REQUIREMENT 1
Turn the records into a numbered list with blank lines left out. Begin at the line in the records that contains "Return one point per instance of the woman in striped" and stop after the last line of the records.

Abdal Hakim Murad aka Tim Winter
My confused awakening has been made all the more traumatic by the seeming absence of authentic scholars of Islam. All I find is people parroting the post modernism of the West in marginally Islamic garb and the ascendency of the heresies of the Najd which the Sultans tried so hard to suppress. I cling to the hope that there are more like this writer, a man who speaks with understanding of the authentic Islam…
”The struggle of the non-terroristic Salafi is to provide a methodology that forbids the validation of terrorism. Divorced from the classical Usul of the Ummah – and often contemptuous of it’s defenders – he insists on individual interpretation of the Book and Sunna. Thus he puts the insecurities and needs of every reader where the consensus of the scholars used to be. Either the Ummah reads the scriptures or the Self does; and he finds it hard to prevent a terroristic self from reading them terroristically.
Nasir al-Din al-Albani, during his years at Medina, sowed the seeds for the ideas of many different groups, one of the largest being Jama’a Salafiyya Muhtasiba. His criticism of the established Najdi scholars who ‘neglected the Book and Sunnah’ by de facto following the Hanbali school made him a hero of ‘pure Islam’ to many young activists, particularly those from disadvantaged tribal groups. They came to develop strong ties with Abd al-aziz Bin Baz, rector of the new Islamic University in Madina, who gave them their name. Unlike Albani and Bin Baz, however, some of their members voiced their dislike of the government; and this was particularly the case with their most famous offshoot, known as the Ikhwan. These uber-Salafists took their inspiration from the original Ikhwan, fighters for the Wahhabi state in the 1920’s, extremists who finally rebelled against the king because of his use of Western technologies such as radios, and his opposition to their plans for an invasion of Iraq. At the Battle of Sabila in 1929, they were crushed by their ‘moderate’ brethren.

DATA TO PROCESS
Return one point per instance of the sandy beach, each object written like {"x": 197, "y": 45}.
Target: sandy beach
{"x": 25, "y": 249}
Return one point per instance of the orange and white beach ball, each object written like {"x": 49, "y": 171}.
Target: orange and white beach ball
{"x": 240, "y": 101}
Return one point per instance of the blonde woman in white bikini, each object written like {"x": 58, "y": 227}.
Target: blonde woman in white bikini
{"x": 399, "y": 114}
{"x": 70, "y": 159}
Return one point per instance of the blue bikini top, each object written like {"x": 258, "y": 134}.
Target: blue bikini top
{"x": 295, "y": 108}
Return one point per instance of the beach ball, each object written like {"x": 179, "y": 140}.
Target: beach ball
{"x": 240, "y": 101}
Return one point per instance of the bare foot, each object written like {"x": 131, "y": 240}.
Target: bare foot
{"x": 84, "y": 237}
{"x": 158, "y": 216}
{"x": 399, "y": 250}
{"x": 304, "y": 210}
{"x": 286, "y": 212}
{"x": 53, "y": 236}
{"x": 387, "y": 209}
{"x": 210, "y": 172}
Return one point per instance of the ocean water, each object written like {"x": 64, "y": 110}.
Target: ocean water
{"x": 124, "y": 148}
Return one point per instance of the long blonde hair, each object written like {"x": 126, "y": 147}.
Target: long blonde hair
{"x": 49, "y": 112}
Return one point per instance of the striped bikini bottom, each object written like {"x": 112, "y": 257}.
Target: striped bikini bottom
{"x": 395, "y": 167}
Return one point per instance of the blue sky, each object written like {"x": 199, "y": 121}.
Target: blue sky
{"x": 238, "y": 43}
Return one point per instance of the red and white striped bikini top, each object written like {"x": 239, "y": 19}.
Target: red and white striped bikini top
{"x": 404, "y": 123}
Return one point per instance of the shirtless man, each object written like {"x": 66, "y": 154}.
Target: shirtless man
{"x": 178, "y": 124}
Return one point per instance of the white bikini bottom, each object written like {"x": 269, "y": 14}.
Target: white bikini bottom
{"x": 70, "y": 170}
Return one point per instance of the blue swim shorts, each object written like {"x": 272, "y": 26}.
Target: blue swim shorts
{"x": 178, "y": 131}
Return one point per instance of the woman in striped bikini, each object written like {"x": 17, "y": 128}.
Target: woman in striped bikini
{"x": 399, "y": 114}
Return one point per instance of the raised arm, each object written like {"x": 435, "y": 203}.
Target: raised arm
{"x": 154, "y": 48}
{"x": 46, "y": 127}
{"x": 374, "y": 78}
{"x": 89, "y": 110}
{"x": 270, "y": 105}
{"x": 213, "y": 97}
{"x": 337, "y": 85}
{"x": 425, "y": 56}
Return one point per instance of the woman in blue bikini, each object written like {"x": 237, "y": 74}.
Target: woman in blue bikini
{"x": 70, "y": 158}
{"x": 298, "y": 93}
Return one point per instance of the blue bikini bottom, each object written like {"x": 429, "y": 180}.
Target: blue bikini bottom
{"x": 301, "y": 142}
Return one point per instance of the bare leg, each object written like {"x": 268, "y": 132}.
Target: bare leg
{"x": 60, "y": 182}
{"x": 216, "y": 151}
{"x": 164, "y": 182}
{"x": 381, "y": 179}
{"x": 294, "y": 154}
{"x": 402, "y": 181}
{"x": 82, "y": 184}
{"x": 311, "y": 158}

REQUIREMENT 2
In the passage on Salafism, rewrite the paragraph starting "Nasir al-Din al-Albani, during his years at Medina" more briefly, keeping its main facts.

TASK RESULT 1
1. Return one point per instance of the woman in striped bikini, each object written like {"x": 17, "y": 128}.
2. Target: woman in striped bikini
3. {"x": 399, "y": 114}
4. Return one point per instance of the raised arm, each object written like {"x": 435, "y": 203}.
5. Target: raised arm
6. {"x": 154, "y": 48}
7. {"x": 46, "y": 127}
8. {"x": 374, "y": 78}
9. {"x": 89, "y": 110}
10. {"x": 270, "y": 105}
11. {"x": 213, "y": 97}
12. {"x": 337, "y": 85}
13. {"x": 425, "y": 56}
14. Return one point per instance of the woman in blue bikini, each object written like {"x": 237, "y": 74}.
15. Target: woman in blue bikini
16. {"x": 70, "y": 158}
17. {"x": 298, "y": 93}
18. Return one point per instance of the blue bikini bottom, each object written like {"x": 429, "y": 180}.
19. Target: blue bikini bottom
20. {"x": 301, "y": 142}
21. Return one point per instance of the bare leg, each object written like {"x": 268, "y": 132}.
22. Target: bare leg
23. {"x": 60, "y": 182}
24. {"x": 216, "y": 151}
25. {"x": 164, "y": 182}
26. {"x": 381, "y": 179}
27. {"x": 294, "y": 154}
28. {"x": 402, "y": 181}
29. {"x": 82, "y": 184}
30. {"x": 311, "y": 158}

TASK RESULT 2
At Medina, Nasir al-Din al-Albani sowed the seeds for many groups, one of the largest being Jama'a Salafiyya Muhtasiba. He criticized the established Najdi scholars for "neglecting the Book and Sunnah" by de facto following the Hanbali school. That made him a hero of "pure Islam" to many young activists, especially from disadvantaged tribal groups. These activists grew close to Abd al-aziz Bin Baz, rector of the new Islamic University in Madina, who gave them their name. Unlike Albani and Bin Baz, some members voiced dislike of the government, most of all their best-known offshoot, the Ikhwan. These uber-Salafists were inspired by the original Ikhwan, 1920s fighters for the Wahhabi state. Those fighters rebelled against the king over his use of Western technologies such as radios and his opposition to their planned invasion of Iraq. Their "moderate" brethren crushed them at the Battle of Sabila in 1929.